• Prompt:
Reproduce the data below verbatim, from the line holding "Label each instance of the glass" through the line holding "column 200, row 199", inclusive, and omit the picture from your output.

• Data excerpts:
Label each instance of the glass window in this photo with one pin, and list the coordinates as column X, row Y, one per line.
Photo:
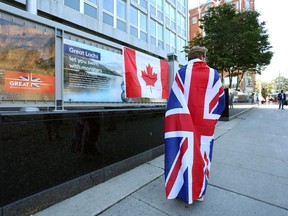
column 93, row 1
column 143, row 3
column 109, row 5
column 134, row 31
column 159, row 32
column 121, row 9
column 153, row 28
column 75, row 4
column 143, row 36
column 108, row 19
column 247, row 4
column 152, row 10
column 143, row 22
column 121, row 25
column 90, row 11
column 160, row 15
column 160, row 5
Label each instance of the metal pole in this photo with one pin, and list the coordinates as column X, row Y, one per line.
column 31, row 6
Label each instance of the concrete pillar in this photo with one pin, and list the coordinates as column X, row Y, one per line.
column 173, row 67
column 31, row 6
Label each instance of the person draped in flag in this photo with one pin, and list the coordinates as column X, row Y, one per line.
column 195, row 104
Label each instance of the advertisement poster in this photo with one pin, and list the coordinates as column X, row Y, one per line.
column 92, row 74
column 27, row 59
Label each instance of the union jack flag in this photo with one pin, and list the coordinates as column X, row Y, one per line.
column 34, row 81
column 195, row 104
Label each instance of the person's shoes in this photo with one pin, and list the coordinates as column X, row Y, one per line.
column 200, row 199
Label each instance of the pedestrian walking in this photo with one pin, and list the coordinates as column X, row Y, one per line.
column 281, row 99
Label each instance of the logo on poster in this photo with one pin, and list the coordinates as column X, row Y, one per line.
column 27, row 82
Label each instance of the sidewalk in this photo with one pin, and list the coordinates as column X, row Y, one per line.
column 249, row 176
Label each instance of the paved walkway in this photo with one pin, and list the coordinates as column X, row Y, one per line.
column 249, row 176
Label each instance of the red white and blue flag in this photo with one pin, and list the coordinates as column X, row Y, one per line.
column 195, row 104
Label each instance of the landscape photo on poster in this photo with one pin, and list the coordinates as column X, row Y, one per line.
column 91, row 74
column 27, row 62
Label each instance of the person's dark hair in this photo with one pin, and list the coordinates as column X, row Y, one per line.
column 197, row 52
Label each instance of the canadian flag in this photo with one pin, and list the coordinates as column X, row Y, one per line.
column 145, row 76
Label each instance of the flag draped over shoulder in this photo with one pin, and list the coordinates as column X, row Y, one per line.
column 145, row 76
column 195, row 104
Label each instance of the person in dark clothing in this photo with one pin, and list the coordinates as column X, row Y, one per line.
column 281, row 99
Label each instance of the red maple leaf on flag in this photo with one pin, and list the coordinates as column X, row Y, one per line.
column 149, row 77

* * *

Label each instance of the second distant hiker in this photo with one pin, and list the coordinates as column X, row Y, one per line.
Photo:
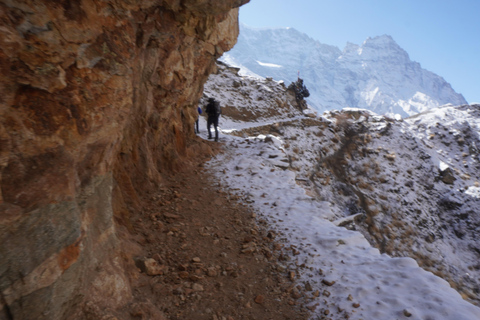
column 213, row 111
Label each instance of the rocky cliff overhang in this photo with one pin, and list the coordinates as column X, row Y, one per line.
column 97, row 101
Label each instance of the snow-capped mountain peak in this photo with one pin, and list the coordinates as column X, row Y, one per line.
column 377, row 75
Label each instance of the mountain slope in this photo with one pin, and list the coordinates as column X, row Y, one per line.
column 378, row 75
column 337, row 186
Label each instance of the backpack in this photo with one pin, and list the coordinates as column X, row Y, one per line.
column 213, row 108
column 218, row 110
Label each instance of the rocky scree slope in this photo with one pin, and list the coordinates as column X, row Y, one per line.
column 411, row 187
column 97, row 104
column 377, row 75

* * *

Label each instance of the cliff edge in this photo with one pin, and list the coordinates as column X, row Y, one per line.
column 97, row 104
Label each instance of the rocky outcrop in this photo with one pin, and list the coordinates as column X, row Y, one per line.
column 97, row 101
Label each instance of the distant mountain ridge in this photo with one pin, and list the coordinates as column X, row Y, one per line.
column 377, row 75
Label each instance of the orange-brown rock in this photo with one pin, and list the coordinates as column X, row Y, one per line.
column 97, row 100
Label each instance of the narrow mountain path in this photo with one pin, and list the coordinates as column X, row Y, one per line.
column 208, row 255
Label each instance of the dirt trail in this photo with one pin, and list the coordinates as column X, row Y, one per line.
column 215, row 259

• Response to the exercise:
Label each instance of the glass window in this photo with one pin, and list the coordinates as column X, row Y, one per line.
Photo:
column 93, row 1
column 143, row 3
column 109, row 5
column 134, row 31
column 159, row 32
column 121, row 9
column 153, row 28
column 75, row 4
column 143, row 36
column 108, row 19
column 247, row 4
column 152, row 10
column 143, row 22
column 121, row 25
column 90, row 11
column 160, row 15
column 160, row 5
Label each instance of the metal pole in this photo with one pin, and list the coordinates as column X, row Y, one per line.
column 31, row 6
Label each instance of the concrete pillar in this photo with one pin, and list the coordinates as column X, row Y, one per line.
column 173, row 67
column 31, row 6
Label each instance of the person draped in flag in this photo with one pin, and list the coordinates as column X, row Y, one per line.
column 195, row 104
Label each instance of the advertisement poster in this photo with one pin, and list the coordinates as column X, row Y, one per line.
column 92, row 74
column 27, row 59
Label each instance of the union jack flag in this photo with one pin, and list the coordinates as column X, row Y, one per line.
column 34, row 81
column 195, row 104
Label each instance of the person's shoes in this photo with one pin, and list the coordinates as column X, row Y, one per line.
column 200, row 199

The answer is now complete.